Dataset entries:
>>>

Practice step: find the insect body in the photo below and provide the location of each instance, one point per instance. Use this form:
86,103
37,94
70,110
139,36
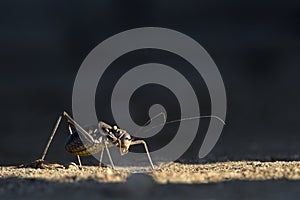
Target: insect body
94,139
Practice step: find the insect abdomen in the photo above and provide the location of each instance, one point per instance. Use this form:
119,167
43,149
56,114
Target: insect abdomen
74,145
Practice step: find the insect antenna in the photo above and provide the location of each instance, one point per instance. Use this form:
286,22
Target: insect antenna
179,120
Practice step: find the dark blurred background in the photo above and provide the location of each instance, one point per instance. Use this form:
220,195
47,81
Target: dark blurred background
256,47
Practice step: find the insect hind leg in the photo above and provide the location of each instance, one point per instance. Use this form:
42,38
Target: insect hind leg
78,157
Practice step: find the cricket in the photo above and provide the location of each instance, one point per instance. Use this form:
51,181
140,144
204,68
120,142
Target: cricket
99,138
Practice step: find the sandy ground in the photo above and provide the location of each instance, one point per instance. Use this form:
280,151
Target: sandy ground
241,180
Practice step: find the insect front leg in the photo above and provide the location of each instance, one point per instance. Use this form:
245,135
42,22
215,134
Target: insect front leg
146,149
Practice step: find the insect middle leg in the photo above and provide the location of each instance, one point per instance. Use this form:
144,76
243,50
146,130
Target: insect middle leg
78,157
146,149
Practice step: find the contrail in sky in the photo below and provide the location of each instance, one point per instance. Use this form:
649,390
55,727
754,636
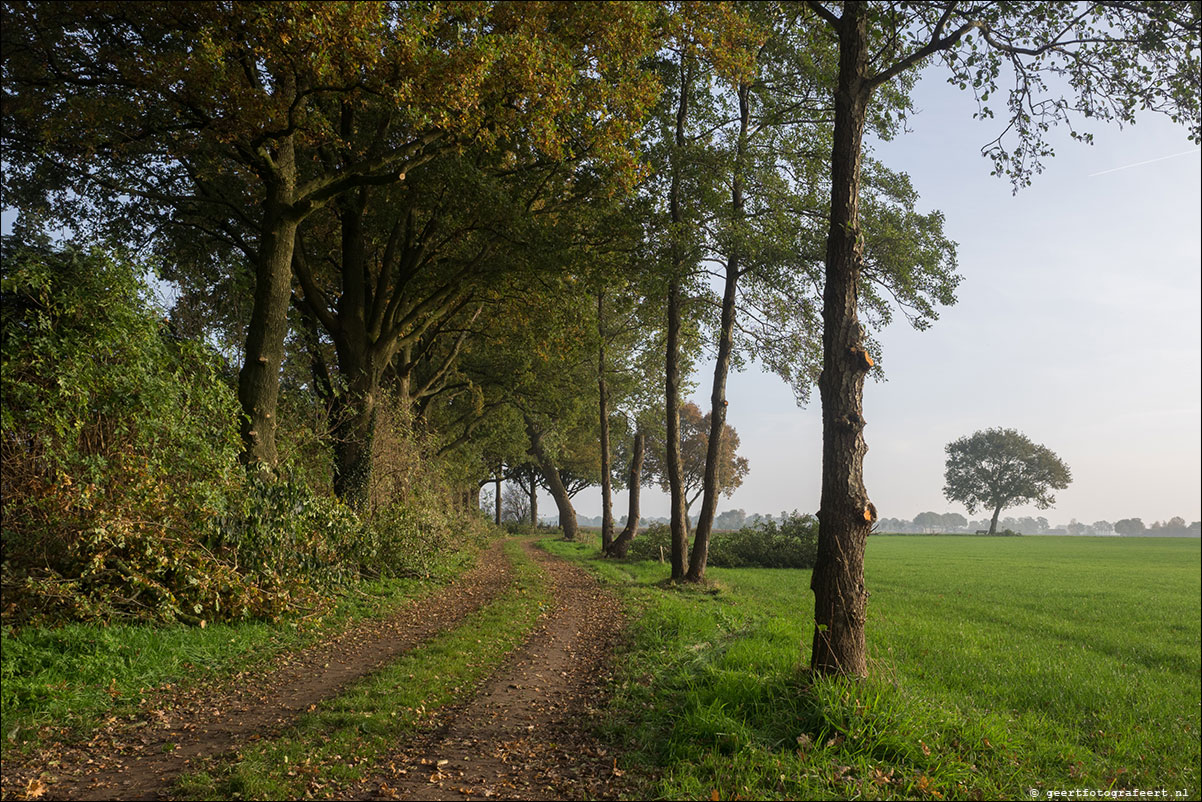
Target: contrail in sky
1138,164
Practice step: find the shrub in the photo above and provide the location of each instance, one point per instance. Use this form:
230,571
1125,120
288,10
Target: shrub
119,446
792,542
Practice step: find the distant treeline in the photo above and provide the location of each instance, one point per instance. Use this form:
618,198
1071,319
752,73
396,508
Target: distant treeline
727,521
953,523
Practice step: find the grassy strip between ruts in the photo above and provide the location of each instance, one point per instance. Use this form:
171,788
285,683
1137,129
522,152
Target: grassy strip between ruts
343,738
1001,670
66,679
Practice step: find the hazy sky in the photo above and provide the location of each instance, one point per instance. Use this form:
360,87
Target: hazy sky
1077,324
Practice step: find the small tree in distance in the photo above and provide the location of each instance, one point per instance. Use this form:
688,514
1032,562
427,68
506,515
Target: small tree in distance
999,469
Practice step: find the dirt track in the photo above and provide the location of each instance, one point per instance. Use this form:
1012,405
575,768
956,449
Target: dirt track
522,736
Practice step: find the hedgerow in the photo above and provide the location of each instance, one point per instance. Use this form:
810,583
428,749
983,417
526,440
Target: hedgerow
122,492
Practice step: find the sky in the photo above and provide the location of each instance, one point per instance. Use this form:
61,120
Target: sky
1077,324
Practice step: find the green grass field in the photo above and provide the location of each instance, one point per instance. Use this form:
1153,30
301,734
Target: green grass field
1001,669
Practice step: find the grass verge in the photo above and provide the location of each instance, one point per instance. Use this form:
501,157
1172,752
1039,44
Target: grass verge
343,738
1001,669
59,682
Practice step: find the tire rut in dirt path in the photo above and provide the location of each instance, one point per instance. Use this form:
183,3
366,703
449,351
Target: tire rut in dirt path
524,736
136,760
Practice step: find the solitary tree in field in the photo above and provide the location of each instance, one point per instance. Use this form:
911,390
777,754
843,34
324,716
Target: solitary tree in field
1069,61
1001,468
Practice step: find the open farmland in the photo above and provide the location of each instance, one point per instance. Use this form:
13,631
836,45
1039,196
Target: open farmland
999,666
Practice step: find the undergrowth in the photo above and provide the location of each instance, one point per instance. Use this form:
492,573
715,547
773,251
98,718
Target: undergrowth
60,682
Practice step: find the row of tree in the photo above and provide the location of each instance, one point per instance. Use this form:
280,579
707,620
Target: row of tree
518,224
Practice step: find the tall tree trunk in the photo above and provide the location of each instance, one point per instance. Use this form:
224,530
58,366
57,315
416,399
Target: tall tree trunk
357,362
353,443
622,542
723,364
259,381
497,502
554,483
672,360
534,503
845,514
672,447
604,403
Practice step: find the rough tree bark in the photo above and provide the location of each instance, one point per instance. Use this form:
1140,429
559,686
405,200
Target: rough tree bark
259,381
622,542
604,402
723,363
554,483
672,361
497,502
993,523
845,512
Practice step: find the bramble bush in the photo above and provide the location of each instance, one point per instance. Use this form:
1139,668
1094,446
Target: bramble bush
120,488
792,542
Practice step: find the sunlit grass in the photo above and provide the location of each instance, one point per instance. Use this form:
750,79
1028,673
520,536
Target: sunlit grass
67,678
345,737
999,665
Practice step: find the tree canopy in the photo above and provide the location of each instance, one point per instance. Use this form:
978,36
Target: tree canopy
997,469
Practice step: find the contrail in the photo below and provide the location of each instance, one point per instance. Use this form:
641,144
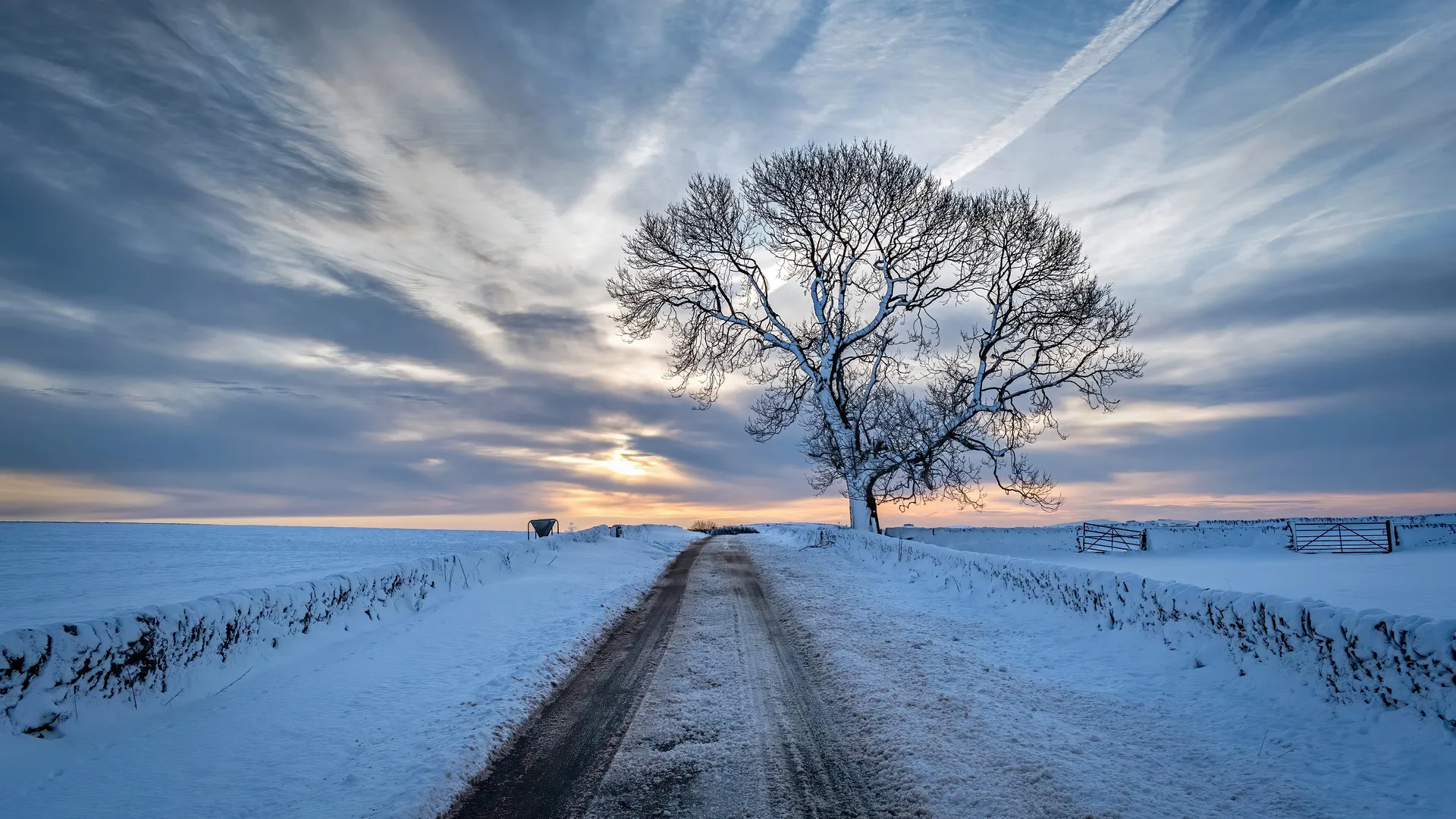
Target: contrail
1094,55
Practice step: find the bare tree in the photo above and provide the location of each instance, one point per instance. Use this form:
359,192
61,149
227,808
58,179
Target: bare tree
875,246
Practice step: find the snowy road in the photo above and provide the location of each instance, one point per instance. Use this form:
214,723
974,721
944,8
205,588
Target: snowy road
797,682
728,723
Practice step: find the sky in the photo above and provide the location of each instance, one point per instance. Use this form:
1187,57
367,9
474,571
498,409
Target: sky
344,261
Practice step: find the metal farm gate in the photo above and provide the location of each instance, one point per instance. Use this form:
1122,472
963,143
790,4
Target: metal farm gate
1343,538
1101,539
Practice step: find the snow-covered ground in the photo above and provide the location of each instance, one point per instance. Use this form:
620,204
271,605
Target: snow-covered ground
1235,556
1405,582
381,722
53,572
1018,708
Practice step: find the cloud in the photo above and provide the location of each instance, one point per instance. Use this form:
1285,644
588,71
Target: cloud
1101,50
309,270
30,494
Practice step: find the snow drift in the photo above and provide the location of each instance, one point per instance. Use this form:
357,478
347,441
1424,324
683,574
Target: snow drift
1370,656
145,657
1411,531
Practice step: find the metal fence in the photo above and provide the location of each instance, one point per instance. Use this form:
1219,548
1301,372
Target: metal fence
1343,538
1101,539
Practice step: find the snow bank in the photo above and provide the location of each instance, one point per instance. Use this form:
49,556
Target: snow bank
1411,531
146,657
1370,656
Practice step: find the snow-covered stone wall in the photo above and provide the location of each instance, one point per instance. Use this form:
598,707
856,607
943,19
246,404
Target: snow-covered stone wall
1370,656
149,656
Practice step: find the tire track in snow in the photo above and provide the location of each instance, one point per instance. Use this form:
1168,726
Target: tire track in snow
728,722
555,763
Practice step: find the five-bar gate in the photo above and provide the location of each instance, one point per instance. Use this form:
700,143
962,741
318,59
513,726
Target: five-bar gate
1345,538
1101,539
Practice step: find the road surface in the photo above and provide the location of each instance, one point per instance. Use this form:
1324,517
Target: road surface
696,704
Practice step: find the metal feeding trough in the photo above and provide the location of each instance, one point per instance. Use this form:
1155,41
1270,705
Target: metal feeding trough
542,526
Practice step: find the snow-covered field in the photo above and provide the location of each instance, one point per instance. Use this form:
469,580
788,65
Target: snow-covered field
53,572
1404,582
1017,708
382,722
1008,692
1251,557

<<<

*Work to be completed:*
Transcribe each line above verbatim, with the pictures left out.

*Result of this exercise:*
Practice step: find the insect body in the photo below and provide the location of each instance, one point per instance. Use this form:
86,103
37,94
70,110
139,36
Target: insect body
94,139
Practice step: find the insect abdomen in the photo above and provide the location of each instance, one point per instance. Use this form:
119,167
43,149
56,114
Target: insect abdomen
74,145
Practice step: find the insect antenna in the photo above and provide the location of each instance, one point per instance. Use this form:
286,22
Target: insect antenna
179,120
Practice step: find the dark blurred background in the photo above and provide the location of each instance, one point per instance. Use this form:
220,195
47,81
Target: dark blurred background
256,47
Practice step: find the insect hind leg in the photo above and provide the location of each instance, one point per instance. Use this form:
42,38
Target: insect hind leg
78,157
Practice step: find the cricket in the photo above and provide the location of each instance, one point per instance. Use this form:
51,181
140,144
204,68
120,142
Target: cricket
99,138
Practice step: find the sandy ground in the photo above and provide the location of each instance, one point per instance. Use this form:
280,151
Target: sandy ground
241,180
Practice step: find the insect front leg in the photo above and provide the location of each instance, one point per instance. Use this form:
245,135
42,22
215,134
Target: insect front leg
146,149
Practice step: find the insect middle leg in the photo above and provide the location of each instance, one point per instance. Use this form:
144,76
243,50
146,130
Target: insect middle leg
78,157
146,149
Practice step: find the contrail in sky in the photo below and provide the location of each instance, one point per instance. Use this form:
649,390
55,727
754,636
Target: contrail in sky
1138,164
Practice step: find the shrub in the photo above and provide the location of each instance, one point per instance. Use this form:
230,571
1125,120
288,10
Target: shrub
119,446
792,542
Practice step: find the distant treeline in the photo above and provide the location of each instance, one point per instance. Use this form:
618,198
1071,319
752,73
396,508
Target: distant treeline
727,521
953,523
Practice step: find the grassy strip between ruts in the photo above and provide the location of each instance, one point per instance. Use this form:
171,788
285,683
1137,129
522,152
Target: grassy strip between ruts
343,738
1001,670
66,679
Practice step: find the hazy sky in the photo above and provide the location of each instance, one point per instance. Use this form:
360,87
Target: hazy sky
1077,324
Practice step: find the small tree in distance in the photo above and provide the location of each instance, one point per instance. Use this form:
688,514
1032,562
427,68
506,515
Target: small tree in distance
999,469
Practice step: find the dirt track in the photo above and provide the location of each instance, one point per instance. Use this form:
1012,405
575,768
956,449
Target: dirt track
522,736
Practice step: find the hedgerow in the photo above and provide the location of each instance, one point per instance. Use this form:
810,583
428,749
983,417
526,440
Target: hedgerow
122,492
Practice step: find the sky in the photo above and provide the location of each instance, one point per instance. Use this form:
61,120
Target: sky
1077,324
Practice step: find the green grass field in the photo above and provide the location of each instance, one point per instance. Use this form:
1153,30
301,734
Target: green grass field
1001,669
Practice step: find the grass verge in the photo above and provide the location of each instance, one point per instance. Use this form:
501,157
1172,752
1039,44
Target: grass verge
343,738
1001,669
59,682
Practice step: find the tire rut in dirt path in the photo above and provide the location of each instance, one point per instance. Use this form:
183,3
366,703
449,351
Target: tire rut in dirt path
524,736
136,760
Practice step: find the solitary tree in field in the photo above and provide the location of each instance, one point per instance. Use this form:
911,390
777,754
843,34
324,716
Target: solitary tree in field
1069,61
1001,468
Practice step: find the open farmland in the photo above and provide the location of each instance, one point per instance. Use this form:
13,631
836,45
1039,196
Target: open farmland
999,666
Practice step: find the undergrowth in the photo above and provide the location of each instance, one point per instance. Use this form:
492,573
715,547
773,251
98,718
Target: undergrowth
60,682
Practice step: find the row of tree in the photo above and provide the location of each instance, one point per instance. Use this form:
280,579
707,620
Target: row of tree
518,224
Practice step: find the tall tree trunk in the photo above and provide the location of each instance, one point per instance. Use this form:
224,530
58,366
57,315
416,399
Target: tall tree trunk
357,362
353,443
622,542
723,364
259,381
497,502
554,483
672,360
534,503
845,514
672,447
604,403
Practice step: find the rough tree bark in the photo above and provide the location of each instance, one point per instance. Use this form:
1140,429
559,686
405,200
Target: rough tree bark
259,381
622,542
604,402
723,363
554,483
672,361
497,502
993,523
845,512
Practice step: find the bramble bush in the photo above and provide the location of each instance, one point per instance. Use this form:
1139,668
1094,446
Target: bramble bush
120,488
792,542
Practice step: find the sunlit grass in the photo above and provide the location of each instance, one point per instance. Use this form:
750,79
1028,673
520,536
Target: sunlit grass
67,678
345,737
999,665
Practice step: find the tree canopy in the photo above and provide the location of each instance, one point per instance. Use this form:
978,36
Target: tree canopy
997,469
Practice step: find the contrail in the photo below and provide the location of each instance, one point per instance. Use this form:
641,144
Target: contrail
1094,55
Practice step: find the bare tree in the photo above and provide the location of each instance, one point per instance. Use this form:
359,192
61,149
227,808
58,179
Target: bare tree
875,246
Practice step: find the snowy road in the photo above and provide the location of each instance, one point per instance. Use this form:
214,723
974,721
944,8
205,588
Target: snowy road
797,682
728,723
Practice step: find the sky in the photo above and provide the location of each instance, one point per instance. Use this form:
1187,57
367,9
474,571
498,409
Target: sky
344,261
Practice step: find the metal farm gate in the photo above and provide the location of each instance, one point per instance. Use this form:
1122,472
963,143
790,4
Target: metal farm gate
1343,538
1101,539
Practice step: find the snow-covered ground in the photo above and provide the location of each instance, one point per instance. Use this form:
620,204
271,605
Target: snow-covered ground
1235,556
1405,582
381,722
53,572
1018,708
Practice step: find the cloud in the photo above and provide the location of each instance, one point per instance. Use this form:
1285,644
588,71
Target: cloud
1101,50
309,270
30,494
Practice step: find the snow drift in the photo above and provide the location of each instance, one point per instance. Use this form:
357,478
347,441
1424,324
683,574
Target: snow drift
1370,656
145,657
1411,531
Practice step: find the metal fence in the photo above and provide the location of each instance, one point per instance. Use this form:
1219,548
1301,372
Target: metal fence
1343,538
1101,539
Practice step: find the snow bank in the photo above and provide the location of each instance, one point per instance. Use this form:
49,556
Target: snow bank
1411,531
146,657
1370,656
Practice step: find the snow-covered stone wall in the photo above and provide the location of each instance, one point per instance. Use this form:
598,707
856,607
943,19
246,404
Target: snow-covered stone wall
1370,656
149,656
Practice step: find the tire track in snow in the photo above and provide the location of each instance, one point per instance. Use this form:
1168,726
Target: tire track in snow
728,722
555,763
Practice step: find the five-bar gate in the photo above and provide the location of each instance, one point per instance. Use this form:
700,143
962,741
318,59
513,726
Target: five-bar gate
1345,538
1101,539
Practice step: find the road surface in the photo above and provide the location of each instance, one point per instance. Use this form:
1324,517
Target: road surface
696,704
Practice step: find the metal feeding trough in the photo above and provide the location of each instance, one point per instance. Use this form:
1155,41
1270,705
Target: metal feeding trough
542,526
Practice step: find the snow-covered field in the photo above and provide the location of each instance, one point per instance. Use this form:
469,580
788,65
Target: snow-covered field
53,572
1404,582
1017,708
382,722
1008,692
1251,557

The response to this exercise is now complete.